** Objectif 1 **
Réécrivez tous les enregistrements en remplaçant « cabinet » par « cupboard », sans rien modifier d'autre.

Sur le plan analytique, l’évocation libre a l’avantage de fournir d’emblée les unités d’enregistrement dont il reste à trouver l’organisation. Des questions supplémentaires permettent de contrer tout biais de lecture des mots évoqués — biais souvent liés à leur polysémie —, d’en préciser le sens, et de respecter le plus possible la pensée des sujets; le tout sert à établir des catégories exclusives et exhaustives. L’ensemble des réponses à ces questions constitue une source importante d’expression de perceptions.

Enfin, au moyen de questions portant sur le thème de la candidate ou du candidat idéal à l’emploi, la participante ou le participant est amené à évoquer son propre rapport au marché du travail. Dans une certaine mesure, ce que la personne perçoit de la candidate ou du candidat idéal est le reflet des préférences qu’elle reconnaît chez l’employeur et sur lesquelles elle s’appuie indirectement pour évaluer sa propre compétence face au monde du travail. De plus, la participante ou le participant est appelé à identifier les facteurs qui favorisent l’embauche des personnes ayant un handicap, et ceux qui lui nuisent. Enfin, les participantes et participants sont invités à identifier les conditions d’interventions destinées à promouvoir l’insertion professionnelle des personnes ayant un handicap. Les réponses à ces questions constituent un corpus idéal pour l’élaboration de stratégies favorisant l’insertion professionnelle. La durée des entrevues est de 45 minutes ou plus, selon le nombre d’évocations libres venant de la participante ou du participant et selon sa capacité de développer son propos.

Le plan d’analyse

Le traitement du matériau discursif a été réalisé à l’aide de l’analyse de contenu (Paillé, et Mucchielli, 2003) et au moyen de catégories induites. Les chercheuses et chercheurs ne disposaient pas de catégories préétablies avant la collecte des données, mais une analyse du contenu utilisant un système de catégorisation leur a permis d’en dégager des catégories. Cette approche a fait en sorte que le traitement des données demeure fidèle au langage des participantes et des participants, à leur vocabulaire et à l’organisation qu’ils accordent à leurs discours.

** Objectif 2 **
Recopiez, s'il vous plaît, un passage du texte sur l'insertion professionnelle : commencez aux mots « Le traitement du » et arrêtez-vous après « à leurs discours. ».

Extraits de jeux de données annotés par boîtes
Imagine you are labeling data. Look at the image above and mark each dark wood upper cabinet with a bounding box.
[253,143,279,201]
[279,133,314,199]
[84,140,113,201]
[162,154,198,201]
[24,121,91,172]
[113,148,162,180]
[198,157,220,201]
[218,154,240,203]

** Réponse attendue 1 **
Imagine you are labeling data. Look at the image above and mark each dark wood upper cupboard with a bounding box.
[253,143,279,201]
[279,133,314,199]
[84,140,113,201]
[162,154,198,201]
[24,121,91,172]
[113,148,162,180]
[198,157,220,201]
[218,154,240,203]

** Réponse attendue 2 **
Le traitement du matériau discursif a été réalisé à l’aide de l’analyse de contenu (Paillé, et Mucchielli, 2003) et au moyen de catégories induites. Les chercheuses et chercheurs ne disposaient pas de catégories préétablies avant la collecte des données, mais une analyse du contenu utilisant un système de catégorisation leur a permis d’en dégager des catégories. Cette approche a fait en sorte que le traitement des données demeure fidèle au langage des participantes et des participants, à leur vocabulaire et à l’organisation qu’ils accordent à leurs discours.